-- START Extracted records --

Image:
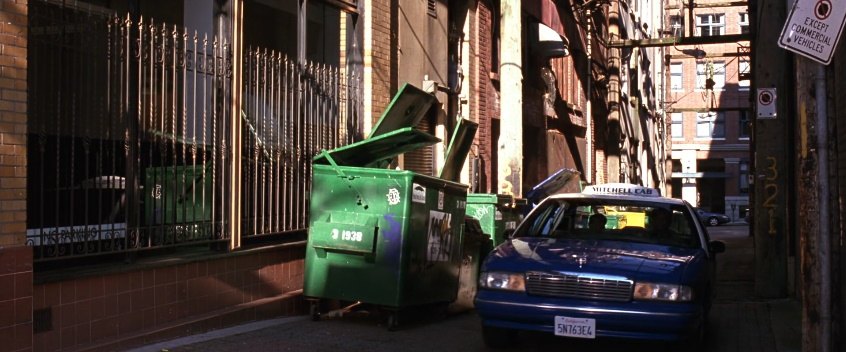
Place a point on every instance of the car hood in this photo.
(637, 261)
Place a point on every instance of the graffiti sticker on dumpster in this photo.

-- END Extracted records --
-- START Extracted records --

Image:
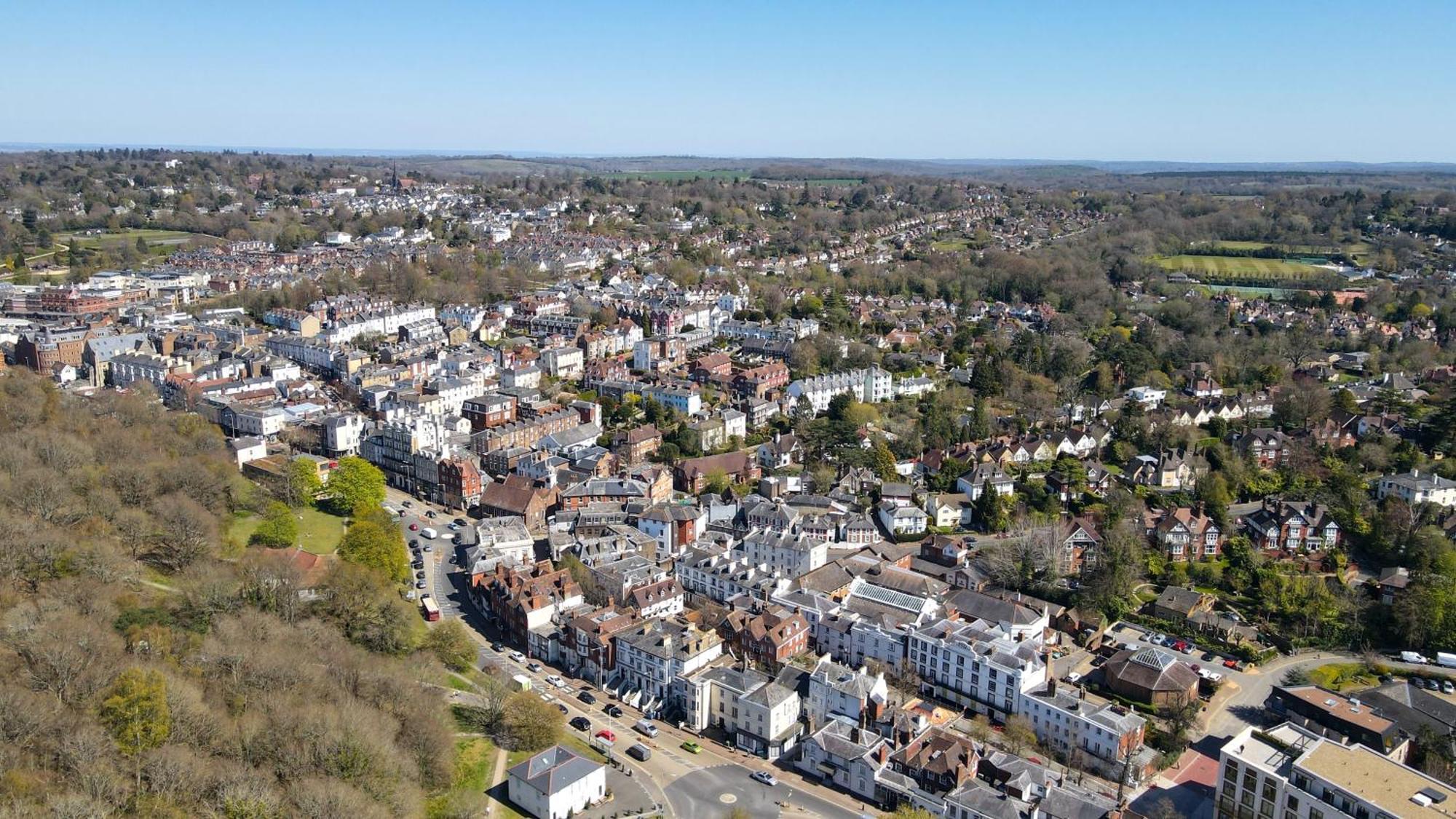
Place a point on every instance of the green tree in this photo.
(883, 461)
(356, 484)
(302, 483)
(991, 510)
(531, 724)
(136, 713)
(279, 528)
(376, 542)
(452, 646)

-- END Extracted records --
-- START Extracted records --

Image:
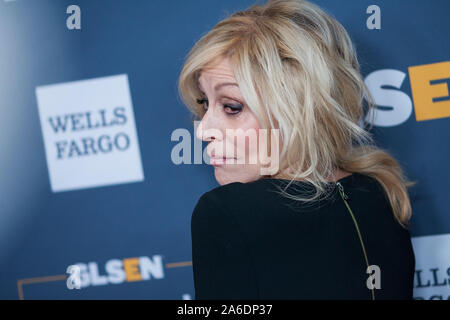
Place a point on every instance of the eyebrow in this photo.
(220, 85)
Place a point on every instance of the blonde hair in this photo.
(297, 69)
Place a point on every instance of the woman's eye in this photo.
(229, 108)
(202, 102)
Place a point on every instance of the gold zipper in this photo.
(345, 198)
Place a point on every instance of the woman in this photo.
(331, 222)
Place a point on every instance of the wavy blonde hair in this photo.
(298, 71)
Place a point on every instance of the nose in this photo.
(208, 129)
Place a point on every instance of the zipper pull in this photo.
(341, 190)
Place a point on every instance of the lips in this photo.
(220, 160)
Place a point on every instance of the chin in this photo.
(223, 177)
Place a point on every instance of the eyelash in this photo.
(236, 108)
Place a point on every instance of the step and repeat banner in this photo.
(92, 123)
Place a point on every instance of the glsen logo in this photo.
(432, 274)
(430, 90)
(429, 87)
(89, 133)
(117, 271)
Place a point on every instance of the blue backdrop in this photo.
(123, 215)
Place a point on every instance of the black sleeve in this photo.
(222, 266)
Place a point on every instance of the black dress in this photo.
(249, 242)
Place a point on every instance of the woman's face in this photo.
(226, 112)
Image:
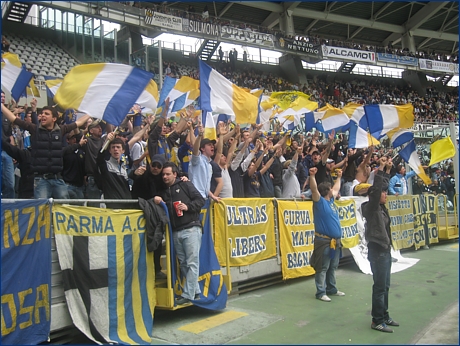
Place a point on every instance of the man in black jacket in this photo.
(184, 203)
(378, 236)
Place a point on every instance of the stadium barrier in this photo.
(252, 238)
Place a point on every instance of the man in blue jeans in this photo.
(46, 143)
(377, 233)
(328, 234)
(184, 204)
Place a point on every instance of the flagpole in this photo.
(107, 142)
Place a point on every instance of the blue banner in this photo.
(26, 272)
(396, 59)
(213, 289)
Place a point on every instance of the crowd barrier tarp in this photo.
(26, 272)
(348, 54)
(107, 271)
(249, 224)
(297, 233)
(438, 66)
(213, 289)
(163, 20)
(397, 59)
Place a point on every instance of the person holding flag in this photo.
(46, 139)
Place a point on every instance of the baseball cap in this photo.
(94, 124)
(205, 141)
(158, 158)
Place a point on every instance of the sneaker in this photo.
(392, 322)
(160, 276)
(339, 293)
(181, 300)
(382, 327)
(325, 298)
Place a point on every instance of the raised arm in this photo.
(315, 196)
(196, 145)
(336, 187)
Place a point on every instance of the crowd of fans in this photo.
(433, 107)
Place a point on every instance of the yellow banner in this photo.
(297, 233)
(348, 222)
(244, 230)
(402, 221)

-- END Extracted records --

Task:
Select every line of the data above that contains the string "woman", treating uppercase and lowercase letters as distinct.

Result of this task:
Place a point on every instance of the woman's eye in this photo.
Place a point on every instance of the woman in this photo.
Place a point on every instance of the woman's face in this photo.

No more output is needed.